::: Entries supplied :::

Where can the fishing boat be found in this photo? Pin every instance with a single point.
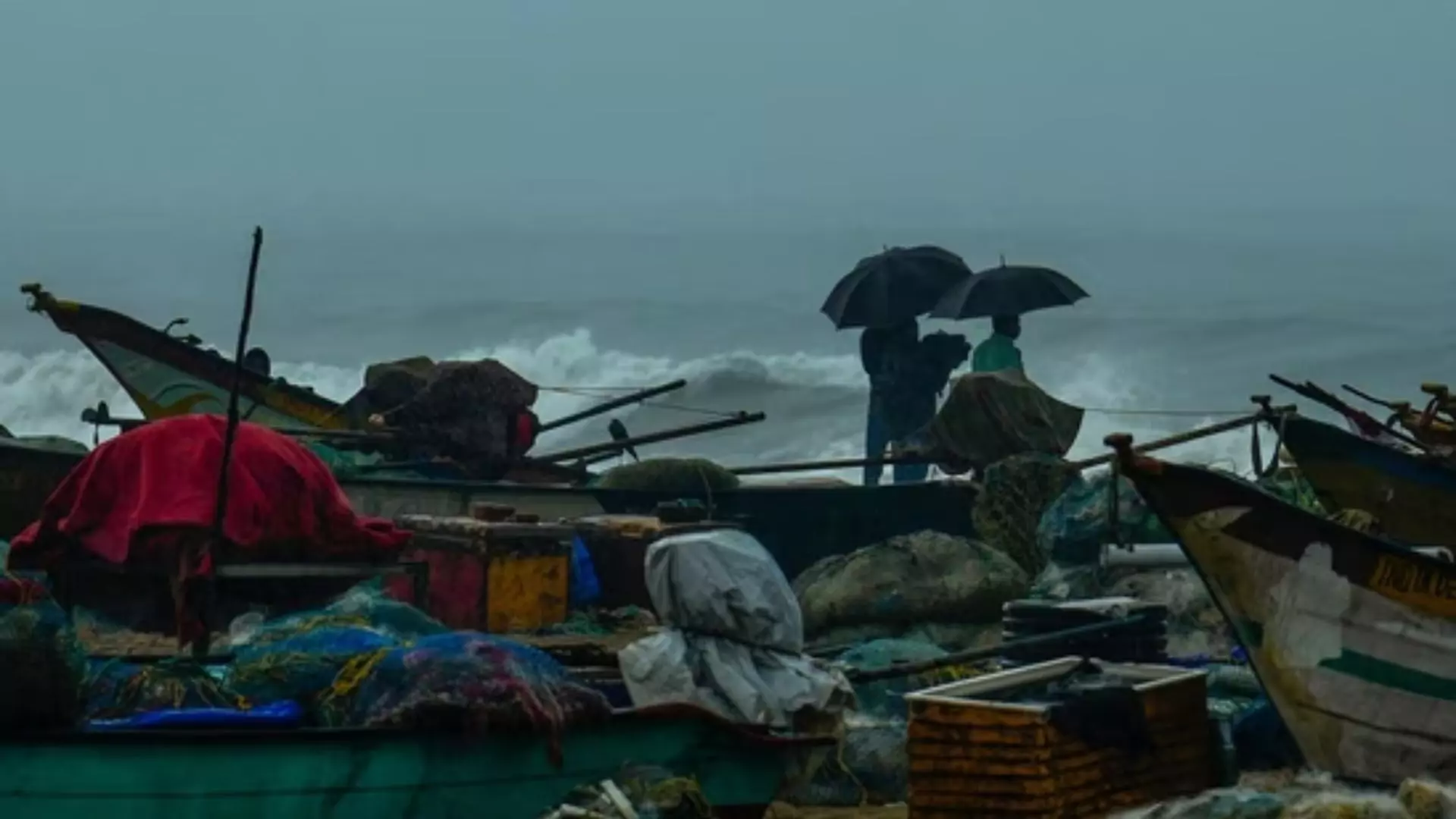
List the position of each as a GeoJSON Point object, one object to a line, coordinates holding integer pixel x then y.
{"type": "Point", "coordinates": [30, 469]}
{"type": "Point", "coordinates": [1353, 637]}
{"type": "Point", "coordinates": [800, 523]}
{"type": "Point", "coordinates": [369, 773]}
{"type": "Point", "coordinates": [1411, 494]}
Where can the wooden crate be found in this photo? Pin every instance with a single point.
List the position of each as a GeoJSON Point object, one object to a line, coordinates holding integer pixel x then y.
{"type": "Point", "coordinates": [974, 755]}
{"type": "Point", "coordinates": [488, 575]}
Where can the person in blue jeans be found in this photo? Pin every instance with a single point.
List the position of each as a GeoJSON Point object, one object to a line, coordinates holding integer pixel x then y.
{"type": "Point", "coordinates": [903, 395]}
{"type": "Point", "coordinates": [887, 354]}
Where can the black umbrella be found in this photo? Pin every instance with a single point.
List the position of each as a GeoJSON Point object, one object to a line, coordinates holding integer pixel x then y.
{"type": "Point", "coordinates": [894, 286]}
{"type": "Point", "coordinates": [1008, 290]}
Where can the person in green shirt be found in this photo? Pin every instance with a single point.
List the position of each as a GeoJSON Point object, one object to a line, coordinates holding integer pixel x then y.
{"type": "Point", "coordinates": [999, 352]}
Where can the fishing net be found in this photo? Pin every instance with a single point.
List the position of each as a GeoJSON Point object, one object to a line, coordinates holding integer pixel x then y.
{"type": "Point", "coordinates": [1076, 525]}
{"type": "Point", "coordinates": [910, 579]}
{"type": "Point", "coordinates": [305, 657]}
{"type": "Point", "coordinates": [670, 475]}
{"type": "Point", "coordinates": [41, 664]}
{"type": "Point", "coordinates": [886, 697]}
{"type": "Point", "coordinates": [475, 682]}
{"type": "Point", "coordinates": [1292, 487]}
{"type": "Point", "coordinates": [115, 689]}
{"type": "Point", "coordinates": [1014, 497]}
{"type": "Point", "coordinates": [868, 767]}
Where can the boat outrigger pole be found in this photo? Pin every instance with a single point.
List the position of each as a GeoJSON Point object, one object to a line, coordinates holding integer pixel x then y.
{"type": "Point", "coordinates": [202, 601]}
{"type": "Point", "coordinates": [609, 406]}
{"type": "Point", "coordinates": [615, 447]}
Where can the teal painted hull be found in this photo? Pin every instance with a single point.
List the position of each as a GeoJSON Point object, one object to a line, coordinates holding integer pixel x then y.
{"type": "Point", "coordinates": [373, 774]}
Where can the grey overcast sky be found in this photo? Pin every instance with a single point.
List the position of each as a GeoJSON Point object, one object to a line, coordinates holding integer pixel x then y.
{"type": "Point", "coordinates": [631, 111]}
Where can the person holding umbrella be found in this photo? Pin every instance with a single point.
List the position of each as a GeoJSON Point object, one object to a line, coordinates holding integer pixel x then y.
{"type": "Point", "coordinates": [999, 352]}
{"type": "Point", "coordinates": [884, 295]}
{"type": "Point", "coordinates": [1005, 293]}
{"type": "Point", "coordinates": [889, 357]}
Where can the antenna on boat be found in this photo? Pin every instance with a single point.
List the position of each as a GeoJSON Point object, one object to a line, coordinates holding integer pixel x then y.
{"type": "Point", "coordinates": [201, 604]}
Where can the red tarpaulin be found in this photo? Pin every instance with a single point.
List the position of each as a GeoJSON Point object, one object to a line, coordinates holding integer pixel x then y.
{"type": "Point", "coordinates": [159, 482]}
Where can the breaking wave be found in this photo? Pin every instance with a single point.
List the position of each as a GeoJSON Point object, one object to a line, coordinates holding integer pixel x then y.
{"type": "Point", "coordinates": [814, 404]}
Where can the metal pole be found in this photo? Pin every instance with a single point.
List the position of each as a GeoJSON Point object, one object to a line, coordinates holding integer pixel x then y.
{"type": "Point", "coordinates": [229, 436]}
{"type": "Point", "coordinates": [651, 438]}
{"type": "Point", "coordinates": [613, 404]}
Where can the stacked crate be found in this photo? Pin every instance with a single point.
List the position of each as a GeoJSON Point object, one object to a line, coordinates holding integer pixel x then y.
{"type": "Point", "coordinates": [490, 575]}
{"type": "Point", "coordinates": [976, 755]}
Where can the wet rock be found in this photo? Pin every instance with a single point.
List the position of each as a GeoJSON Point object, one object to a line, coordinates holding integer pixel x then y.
{"type": "Point", "coordinates": [906, 580]}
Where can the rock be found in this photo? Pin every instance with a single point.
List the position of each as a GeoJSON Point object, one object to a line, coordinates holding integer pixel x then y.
{"type": "Point", "coordinates": [871, 767]}
{"type": "Point", "coordinates": [1068, 583]}
{"type": "Point", "coordinates": [688, 475]}
{"type": "Point", "coordinates": [1424, 799]}
{"type": "Point", "coordinates": [921, 577]}
{"type": "Point", "coordinates": [1346, 806]}
{"type": "Point", "coordinates": [1194, 623]}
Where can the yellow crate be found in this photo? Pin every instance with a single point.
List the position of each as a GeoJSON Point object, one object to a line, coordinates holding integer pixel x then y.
{"type": "Point", "coordinates": [976, 755]}
{"type": "Point", "coordinates": [494, 576]}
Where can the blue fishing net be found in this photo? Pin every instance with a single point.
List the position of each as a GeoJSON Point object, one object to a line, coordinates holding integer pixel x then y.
{"type": "Point", "coordinates": [303, 668]}
{"type": "Point", "coordinates": [475, 682]}
{"type": "Point", "coordinates": [1075, 526]}
{"type": "Point", "coordinates": [117, 689]}
{"type": "Point", "coordinates": [41, 662]}
{"type": "Point", "coordinates": [886, 697]}
{"type": "Point", "coordinates": [312, 657]}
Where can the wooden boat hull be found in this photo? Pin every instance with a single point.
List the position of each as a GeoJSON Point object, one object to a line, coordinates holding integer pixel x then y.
{"type": "Point", "coordinates": [364, 774]}
{"type": "Point", "coordinates": [27, 477]}
{"type": "Point", "coordinates": [1354, 639]}
{"type": "Point", "coordinates": [797, 523]}
{"type": "Point", "coordinates": [1413, 497]}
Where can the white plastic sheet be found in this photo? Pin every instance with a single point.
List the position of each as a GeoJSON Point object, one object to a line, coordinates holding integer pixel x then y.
{"type": "Point", "coordinates": [734, 634]}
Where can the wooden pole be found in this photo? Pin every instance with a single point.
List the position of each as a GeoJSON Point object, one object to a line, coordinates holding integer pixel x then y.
{"type": "Point", "coordinates": [229, 436]}
{"type": "Point", "coordinates": [1191, 435]}
{"type": "Point", "coordinates": [609, 406]}
{"type": "Point", "coordinates": [651, 438]}
{"type": "Point", "coordinates": [974, 654]}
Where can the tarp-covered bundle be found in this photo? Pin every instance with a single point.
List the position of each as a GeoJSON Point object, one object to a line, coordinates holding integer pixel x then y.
{"type": "Point", "coordinates": [475, 413]}
{"type": "Point", "coordinates": [733, 639]}
{"type": "Point", "coordinates": [993, 416]}
{"type": "Point", "coordinates": [149, 496]}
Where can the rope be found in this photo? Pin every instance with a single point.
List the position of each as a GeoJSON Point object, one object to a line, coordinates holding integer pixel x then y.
{"type": "Point", "coordinates": [1169, 413]}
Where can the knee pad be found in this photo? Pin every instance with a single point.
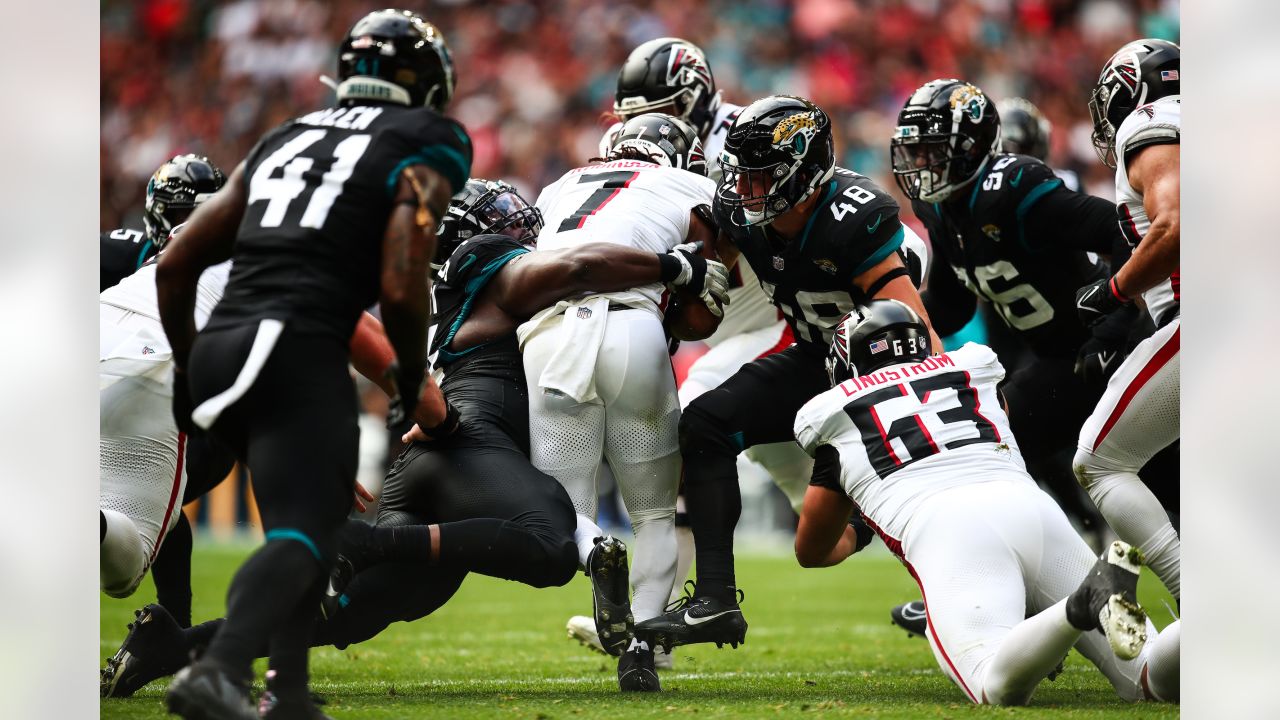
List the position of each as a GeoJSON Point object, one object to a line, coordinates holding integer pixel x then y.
{"type": "Point", "coordinates": [122, 559]}
{"type": "Point", "coordinates": [702, 433]}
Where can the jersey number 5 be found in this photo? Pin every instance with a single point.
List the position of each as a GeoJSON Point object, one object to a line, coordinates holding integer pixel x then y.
{"type": "Point", "coordinates": [910, 429]}
{"type": "Point", "coordinates": [282, 191]}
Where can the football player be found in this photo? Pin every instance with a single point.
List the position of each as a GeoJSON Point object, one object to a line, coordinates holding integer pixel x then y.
{"type": "Point", "coordinates": [329, 213]}
{"type": "Point", "coordinates": [1137, 126]}
{"type": "Point", "coordinates": [176, 188]}
{"type": "Point", "coordinates": [470, 501]}
{"type": "Point", "coordinates": [819, 240]}
{"type": "Point", "coordinates": [598, 369]}
{"type": "Point", "coordinates": [919, 445]}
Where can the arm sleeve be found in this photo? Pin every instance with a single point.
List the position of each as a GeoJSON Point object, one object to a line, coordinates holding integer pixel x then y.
{"type": "Point", "coordinates": [1066, 219]}
{"type": "Point", "coordinates": [826, 469]}
{"type": "Point", "coordinates": [949, 304]}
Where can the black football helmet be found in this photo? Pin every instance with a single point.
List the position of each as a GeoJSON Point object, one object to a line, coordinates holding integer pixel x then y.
{"type": "Point", "coordinates": [397, 57]}
{"type": "Point", "coordinates": [882, 332]}
{"type": "Point", "coordinates": [945, 133]}
{"type": "Point", "coordinates": [671, 76]}
{"type": "Point", "coordinates": [666, 140]}
{"type": "Point", "coordinates": [1023, 128]}
{"type": "Point", "coordinates": [1142, 72]}
{"type": "Point", "coordinates": [777, 153]}
{"type": "Point", "coordinates": [485, 208]}
{"type": "Point", "coordinates": [176, 190]}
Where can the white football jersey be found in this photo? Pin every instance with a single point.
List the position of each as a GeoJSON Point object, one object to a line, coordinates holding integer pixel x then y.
{"type": "Point", "coordinates": [137, 292]}
{"type": "Point", "coordinates": [1155, 122]}
{"type": "Point", "coordinates": [910, 431]}
{"type": "Point", "coordinates": [629, 203]}
{"type": "Point", "coordinates": [712, 144]}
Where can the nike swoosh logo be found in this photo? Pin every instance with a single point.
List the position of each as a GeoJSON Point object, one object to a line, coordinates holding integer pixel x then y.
{"type": "Point", "coordinates": [691, 620]}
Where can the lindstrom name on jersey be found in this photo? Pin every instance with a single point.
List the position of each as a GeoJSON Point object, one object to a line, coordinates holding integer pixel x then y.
{"type": "Point", "coordinates": [910, 431]}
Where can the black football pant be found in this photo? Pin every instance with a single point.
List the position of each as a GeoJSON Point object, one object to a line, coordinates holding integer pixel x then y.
{"type": "Point", "coordinates": [757, 405]}
{"type": "Point", "coordinates": [293, 425]}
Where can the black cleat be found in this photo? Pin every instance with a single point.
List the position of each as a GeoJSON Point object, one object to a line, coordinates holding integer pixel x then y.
{"type": "Point", "coordinates": [910, 616]}
{"type": "Point", "coordinates": [636, 671]}
{"type": "Point", "coordinates": [270, 706]}
{"type": "Point", "coordinates": [693, 620]}
{"type": "Point", "coordinates": [152, 650]}
{"type": "Point", "coordinates": [611, 592]}
{"type": "Point", "coordinates": [339, 577]}
{"type": "Point", "coordinates": [204, 691]}
{"type": "Point", "coordinates": [1107, 601]}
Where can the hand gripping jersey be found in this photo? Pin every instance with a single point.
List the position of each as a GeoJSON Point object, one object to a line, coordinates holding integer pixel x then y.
{"type": "Point", "coordinates": [854, 226]}
{"type": "Point", "coordinates": [909, 431]}
{"type": "Point", "coordinates": [982, 236]}
{"type": "Point", "coordinates": [119, 254]}
{"type": "Point", "coordinates": [320, 188]}
{"type": "Point", "coordinates": [627, 203]}
{"type": "Point", "coordinates": [1155, 123]}
{"type": "Point", "coordinates": [712, 144]}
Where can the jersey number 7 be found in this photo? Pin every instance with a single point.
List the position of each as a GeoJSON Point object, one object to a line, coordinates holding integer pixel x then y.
{"type": "Point", "coordinates": [910, 431]}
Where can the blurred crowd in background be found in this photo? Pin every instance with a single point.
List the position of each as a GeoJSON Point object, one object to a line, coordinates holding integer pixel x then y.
{"type": "Point", "coordinates": [536, 77]}
{"type": "Point", "coordinates": [535, 82]}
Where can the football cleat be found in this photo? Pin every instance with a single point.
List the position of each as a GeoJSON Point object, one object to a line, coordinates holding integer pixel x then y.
{"type": "Point", "coordinates": [583, 629]}
{"type": "Point", "coordinates": [910, 616]}
{"type": "Point", "coordinates": [152, 650]}
{"type": "Point", "coordinates": [270, 706]}
{"type": "Point", "coordinates": [607, 566]}
{"type": "Point", "coordinates": [204, 691]}
{"type": "Point", "coordinates": [636, 671]}
{"type": "Point", "coordinates": [1107, 601]}
{"type": "Point", "coordinates": [339, 578]}
{"type": "Point", "coordinates": [691, 620]}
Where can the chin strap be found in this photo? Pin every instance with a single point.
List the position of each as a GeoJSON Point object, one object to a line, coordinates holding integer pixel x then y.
{"type": "Point", "coordinates": [362, 87]}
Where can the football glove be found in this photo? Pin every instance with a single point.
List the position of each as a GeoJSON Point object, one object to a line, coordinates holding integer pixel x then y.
{"type": "Point", "coordinates": [1097, 300]}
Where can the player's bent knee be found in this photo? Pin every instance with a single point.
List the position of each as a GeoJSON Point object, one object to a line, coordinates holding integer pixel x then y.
{"type": "Point", "coordinates": [123, 559]}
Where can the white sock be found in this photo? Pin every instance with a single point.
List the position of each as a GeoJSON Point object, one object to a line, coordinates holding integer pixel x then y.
{"type": "Point", "coordinates": [1027, 655]}
{"type": "Point", "coordinates": [1138, 519]}
{"type": "Point", "coordinates": [1160, 673]}
{"type": "Point", "coordinates": [585, 534]}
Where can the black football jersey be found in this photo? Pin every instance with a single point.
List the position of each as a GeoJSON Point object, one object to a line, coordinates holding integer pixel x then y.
{"type": "Point", "coordinates": [462, 278]}
{"type": "Point", "coordinates": [320, 188]}
{"type": "Point", "coordinates": [120, 253]}
{"type": "Point", "coordinates": [982, 235]}
{"type": "Point", "coordinates": [810, 278]}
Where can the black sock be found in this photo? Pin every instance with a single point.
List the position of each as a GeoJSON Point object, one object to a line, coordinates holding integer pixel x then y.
{"type": "Point", "coordinates": [714, 504]}
{"type": "Point", "coordinates": [170, 572]}
{"type": "Point", "coordinates": [265, 593]}
{"type": "Point", "coordinates": [369, 545]}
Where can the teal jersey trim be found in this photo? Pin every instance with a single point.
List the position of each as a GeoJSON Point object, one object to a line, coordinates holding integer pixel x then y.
{"type": "Point", "coordinates": [808, 226]}
{"type": "Point", "coordinates": [472, 291]}
{"type": "Point", "coordinates": [289, 533]}
{"type": "Point", "coordinates": [142, 256]}
{"type": "Point", "coordinates": [442, 159]}
{"type": "Point", "coordinates": [890, 246]}
{"type": "Point", "coordinates": [1025, 205]}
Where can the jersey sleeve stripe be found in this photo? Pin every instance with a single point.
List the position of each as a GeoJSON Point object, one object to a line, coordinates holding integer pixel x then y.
{"type": "Point", "coordinates": [885, 250]}
{"type": "Point", "coordinates": [442, 159]}
{"type": "Point", "coordinates": [1025, 205]}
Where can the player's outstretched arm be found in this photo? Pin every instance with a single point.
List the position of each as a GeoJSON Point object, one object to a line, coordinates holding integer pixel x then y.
{"type": "Point", "coordinates": [408, 245]}
{"type": "Point", "coordinates": [823, 536]}
{"type": "Point", "coordinates": [1155, 173]}
{"type": "Point", "coordinates": [897, 288]}
{"type": "Point", "coordinates": [205, 240]}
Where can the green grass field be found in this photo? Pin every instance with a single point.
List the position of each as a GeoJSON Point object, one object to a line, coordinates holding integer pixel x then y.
{"type": "Point", "coordinates": [819, 642]}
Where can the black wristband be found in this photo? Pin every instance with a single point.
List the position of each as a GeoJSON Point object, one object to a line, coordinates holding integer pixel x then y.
{"type": "Point", "coordinates": [668, 267]}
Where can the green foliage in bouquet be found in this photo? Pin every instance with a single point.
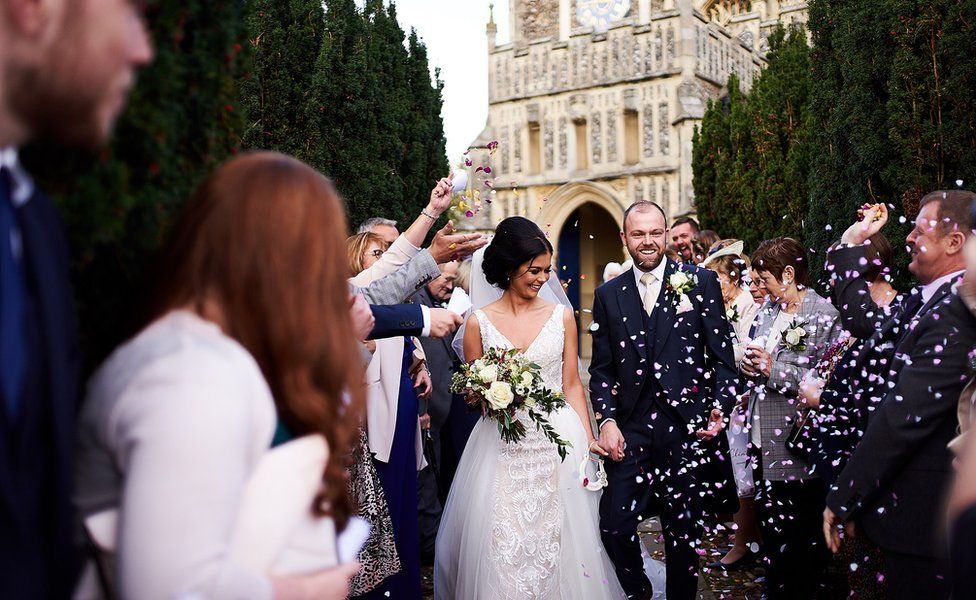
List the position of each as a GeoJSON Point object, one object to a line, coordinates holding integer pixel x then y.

:::

**What is asked**
Retype only the lines from the one with "Where can the black wristband" through the final line of the entries, please, and keep the pictures out.

**Exercise result**
Where can the black wristband be found in this photo? Pin every instance with a single point.
List the position of each as a GeoJSON Point object, one object to a line, coordinates holding integer pixel x then y.
{"type": "Point", "coordinates": [668, 267]}
Where can the green foliage in bouquet be found in this photo? Pin every instance with a single point.
List the position of each as a GeoJSON Point object, one object to a line, coordinates holding integer pixel x then y.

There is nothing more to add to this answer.